TASK DETAILS >> Repeat each record below exactly as given.

(RECORDS SHOWN Opens)

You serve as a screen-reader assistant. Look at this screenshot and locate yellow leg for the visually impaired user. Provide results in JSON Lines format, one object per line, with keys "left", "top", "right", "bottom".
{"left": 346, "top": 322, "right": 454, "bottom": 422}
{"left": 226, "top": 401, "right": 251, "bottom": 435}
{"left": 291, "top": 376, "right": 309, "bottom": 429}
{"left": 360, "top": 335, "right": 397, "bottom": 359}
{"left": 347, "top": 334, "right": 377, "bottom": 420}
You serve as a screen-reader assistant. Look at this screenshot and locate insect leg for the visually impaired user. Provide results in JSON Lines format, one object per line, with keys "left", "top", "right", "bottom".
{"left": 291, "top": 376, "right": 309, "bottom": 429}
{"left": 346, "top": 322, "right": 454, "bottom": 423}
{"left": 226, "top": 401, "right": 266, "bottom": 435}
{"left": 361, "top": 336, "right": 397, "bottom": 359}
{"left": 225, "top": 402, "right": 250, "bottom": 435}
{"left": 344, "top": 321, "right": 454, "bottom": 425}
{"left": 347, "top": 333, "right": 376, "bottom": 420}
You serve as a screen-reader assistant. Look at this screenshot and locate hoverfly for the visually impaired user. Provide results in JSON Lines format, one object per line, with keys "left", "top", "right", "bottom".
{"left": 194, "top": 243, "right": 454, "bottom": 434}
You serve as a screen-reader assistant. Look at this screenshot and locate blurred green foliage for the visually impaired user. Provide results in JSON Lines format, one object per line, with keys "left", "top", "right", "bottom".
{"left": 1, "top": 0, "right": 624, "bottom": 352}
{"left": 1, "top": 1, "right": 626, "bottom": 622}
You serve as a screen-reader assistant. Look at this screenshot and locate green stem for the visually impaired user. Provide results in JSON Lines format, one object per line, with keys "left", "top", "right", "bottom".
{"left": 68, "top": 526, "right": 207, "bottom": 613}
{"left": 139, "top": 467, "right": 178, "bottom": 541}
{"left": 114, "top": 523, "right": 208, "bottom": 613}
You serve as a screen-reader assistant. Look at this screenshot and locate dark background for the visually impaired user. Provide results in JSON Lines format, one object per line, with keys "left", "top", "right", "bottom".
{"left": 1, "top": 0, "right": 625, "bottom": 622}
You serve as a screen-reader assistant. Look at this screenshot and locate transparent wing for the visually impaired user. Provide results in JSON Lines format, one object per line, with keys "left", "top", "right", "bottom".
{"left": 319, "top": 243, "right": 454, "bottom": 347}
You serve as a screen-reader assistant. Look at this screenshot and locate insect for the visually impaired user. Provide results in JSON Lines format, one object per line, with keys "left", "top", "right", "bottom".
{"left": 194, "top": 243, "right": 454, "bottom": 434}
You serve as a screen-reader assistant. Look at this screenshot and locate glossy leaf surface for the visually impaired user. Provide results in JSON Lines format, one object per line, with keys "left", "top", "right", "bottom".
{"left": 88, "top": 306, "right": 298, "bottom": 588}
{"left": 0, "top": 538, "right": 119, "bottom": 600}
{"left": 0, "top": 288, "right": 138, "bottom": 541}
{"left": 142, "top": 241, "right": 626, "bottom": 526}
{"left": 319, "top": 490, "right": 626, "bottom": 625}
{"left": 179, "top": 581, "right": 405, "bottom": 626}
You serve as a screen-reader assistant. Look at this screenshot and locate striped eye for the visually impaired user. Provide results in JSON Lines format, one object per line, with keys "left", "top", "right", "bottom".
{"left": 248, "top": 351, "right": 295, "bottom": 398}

(RECORDS SHOWN Closes)

WRITTEN REPLY >>
You serve as a screen-reader assistant. Look at this screenshot and locate yellow leg for the visually impaired user. Provide results in JSON Lines format, one object per line, with keys "left", "top", "right", "bottom".
{"left": 346, "top": 322, "right": 454, "bottom": 422}
{"left": 226, "top": 401, "right": 251, "bottom": 435}
{"left": 291, "top": 376, "right": 309, "bottom": 429}
{"left": 360, "top": 335, "right": 397, "bottom": 359}
{"left": 347, "top": 334, "right": 377, "bottom": 420}
You serve as a screen-reader assistant. Look at this screenshot and locate insect leg for the visually impaired user. Provide results in JSON Lines format, one object per line, with keys "left", "top", "right", "bottom".
{"left": 291, "top": 376, "right": 309, "bottom": 429}
{"left": 346, "top": 322, "right": 454, "bottom": 423}
{"left": 226, "top": 401, "right": 266, "bottom": 435}
{"left": 361, "top": 336, "right": 397, "bottom": 359}
{"left": 225, "top": 402, "right": 250, "bottom": 435}
{"left": 344, "top": 321, "right": 454, "bottom": 425}
{"left": 347, "top": 333, "right": 376, "bottom": 420}
You serve as a screen-reader assistant. Look at this screenshot and locate hoverfly for the visually impaired user. Provide results in JSON Lines format, one object per line, with keys "left", "top", "right", "bottom".
{"left": 194, "top": 243, "right": 454, "bottom": 434}
You serve as a screen-reader assistant. Look at this screenshot and locate blurred green foliage for the visually impaired user. Provide results in JSON Lines format, one object per line, with keys "left", "top", "right", "bottom".
{"left": 1, "top": 0, "right": 624, "bottom": 352}
{"left": 1, "top": 1, "right": 626, "bottom": 622}
You serve as a screen-reader assistant. Look at this screenshot and locate green stem for the visually impaired user. Provide results in JSON Lines format, one object per line, with keys "left", "top", "right", "bottom".
{"left": 68, "top": 526, "right": 207, "bottom": 613}
{"left": 139, "top": 467, "right": 178, "bottom": 541}
{"left": 114, "top": 523, "right": 208, "bottom": 613}
You serve as a screen-reader assistant. Look at this screenshot and locate dark background for the visually impaired user. Provide results in JSON Lines format, one object per line, with keys "left", "top", "right", "bottom".
{"left": 1, "top": 0, "right": 625, "bottom": 622}
You serve as a screen-reader assistant. Look at this screenshot and locate transparent wing for the visually impaired user. Provide results in JSON Lines format, one object per line, with keys "left", "top", "right", "bottom".
{"left": 319, "top": 243, "right": 454, "bottom": 347}
You serve as a screen-reader assistant. Look at this screenshot and locate insect for the visually impaired user. Provide results in JSON Lines format, one object per line, with keys "left", "top", "right", "bottom".
{"left": 194, "top": 243, "right": 454, "bottom": 434}
You serve as a screen-reader assistant. Look at this screenshot and locate glossy leaf surface for the visually impaired user. Provide results in JSON Lines format, one object per line, with keys "left", "top", "right", "bottom".
{"left": 88, "top": 306, "right": 298, "bottom": 588}
{"left": 0, "top": 538, "right": 119, "bottom": 600}
{"left": 0, "top": 288, "right": 138, "bottom": 541}
{"left": 142, "top": 241, "right": 626, "bottom": 526}
{"left": 319, "top": 490, "right": 626, "bottom": 625}
{"left": 179, "top": 581, "right": 405, "bottom": 626}
You serve as a screen-reader assistant. Look at this screenshot and locate striped eye for the visually impaired user. Provide results in JSON Lines format, one object per line, with keys "left", "top", "right", "bottom".
{"left": 248, "top": 351, "right": 295, "bottom": 398}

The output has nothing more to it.